> _Consignes de travail_: Prolongez la notice consacrée à la comédie La Petite guerre en reprenant juste après sa dernière phrase.
**** Passage choisi ****
La Petite guerre

La Petite guerre, comédie en trois actes et en vers, de René de Chazet et Jean-Baptiste  Dubois, 8 vendémiaire an 12 [1er octobre 1803].

Théâtre Louvois

Titre :

Petite guerre (la)

Genre

comédie

Nombre d'actes :

3

Vers / prose

en vers

Musique :

non

Date de création :

8 vendémiaire an 12 (1er octobre 1803)

Théâtre :

Théâtre Louvois

Auteur(s) des paroles :

René de Chazet et Jean-Baptiste Dubois

Almanach des Muses 1805

Florville a formé le projet d'enlever Sophie, pour la soustraire aux poursuites de son tuteur, et toutes ses mesures sont prises. Il arrive à la campagne chez Deschamps son ami : son intention est de se reposer un instant, et de partir aussitôt. Deschamps, que Sophie a mis dans la confidence, en lui écrivant pour lui demander un asile, feint d'ignorer le projet de Florville, il s'amuse de son impatience, et, pour le garder, fait éloigner sa voiture, et fermer les portes de sa maison. Florville, ne trouvant aucun moyen de s'échapper, essaie de se faire éconduire, en courtisant Zéphirine, sœur de Deschamps, et Rose, amante de St.-Luce. Sa ruse lui réussit : St.-Luce devient jaloux et s'emporte ; Zépphirine et Rose, également piquées d'avoir été prises pour dupes, sont furieuses : il est mis à la porte. A peine est-il hors de la maison, que Sophie arrive. Florville aussi embarrassé du moyen de rentrer, qu'il l'avait été du moyen de sortir, se déguise en gendarme, ainsi que Germain son valet, escalade les murs, et somme Deschamps, au nom du tuteur de Sophie, de la remettre entre ses mains. Deschamps, qui a reconnu ses hommes, refuse d'obéir, et fait entrer un officier qui se dit chargé d'arrêter Florville et son valet. L'embarras de ces derniers redouble ; mais le prétendu officier n'est qu'un notaire, et le mandat d'arrêt un contrat de mariage.

Détails agréables, des invraisemblances.

Courrier des spectacles, n° 2401 du 9 vendémiaire an 12 [2 octobre 1803], p. 2 :

[La pièce a été créée au cours d'une représentation agitée, et c’est par là que l’article commence. La première pièce (le Mensonge excusable) a été mal accueillie, et la deuxième, la Petite guerre, a été également en butte à l’hostilité du parterre après un début moins agressif. Le critique montre combien elle a à la fois des qualités (esprit; facilité, gaîté) et des défauts (jeux de mots, invraisemblance, grossièretés, voire pire). Le reproche, c’est de n’être pas assez travaillée. L’intrigue est une nouvelle variation sur le mariage : la pièce montre une série d’occasions de rencontre manquées, et de ruses pour se retrouver, entre le jeune cousin et sa maîtresse. Après déguisements en tout genre, on finit par le mariage attendu. La pièce est bien interprétée, les auteurs ont réussi non sans mal à être nommés.
**** Extrait des données ****
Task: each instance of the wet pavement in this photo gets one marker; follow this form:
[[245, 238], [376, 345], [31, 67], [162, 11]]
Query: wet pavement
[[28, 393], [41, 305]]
****
> _Résultat_:
Le Mensonge excusable est une comédie en un acte et en prose de Charles-Jacob Guillemain, créée sur le Théâtre des Variétés(Amusantes, le 29 janvier 1783 et qui a selon la base César connu un très grand nombre de représentations. Sa reprise en 1803 paraît avoir moins bien réussi.]

Théâtre Louvois.

Premiere représentation de la Petite Guerre.

Le parterre a commencé les escarmouches, et le Mensonge excusable a essuyé le premier coup de feu. Il a battu en retraite devant un corps considérable d’ennemis. et ne s’est retiré qu’avec perte du champ de bataille. Ce début n’étoit pas d’un heureux augure pour la piece nouvelle. N'importe, le gant avoit été jeté et ramassé, et les deux partis étoient en présence.

D’un côté un public nombreux attentif à saisir les moindres fautes : de l’autre deux auteurs intimidés par quelques revers, encouragés par quelques succès ! L’affaire s’engage, d’abord on rit, on est désarmé, on se reconcilie : mais ce n’est qu’une paix plâlrée. Quelques mots échappés du côté des auteurs, font reprendre les armes à la multitude. Elle attendoit, elle exigeoit plus qu’on ne lui a tenu. Envain l’esprit a-t-il plaidé en faveur des jeux de mots, la facilité en faveur des invraisemblances, et la gaîté en faveur de quelques grossièretés et même de certaines expressions peu décentes, la Petite Guerre a fini d’une manière peu agréable pour les auteurs, quoiqu’ils fussent appuyés par un grand nombre de spectateurs bénévoles.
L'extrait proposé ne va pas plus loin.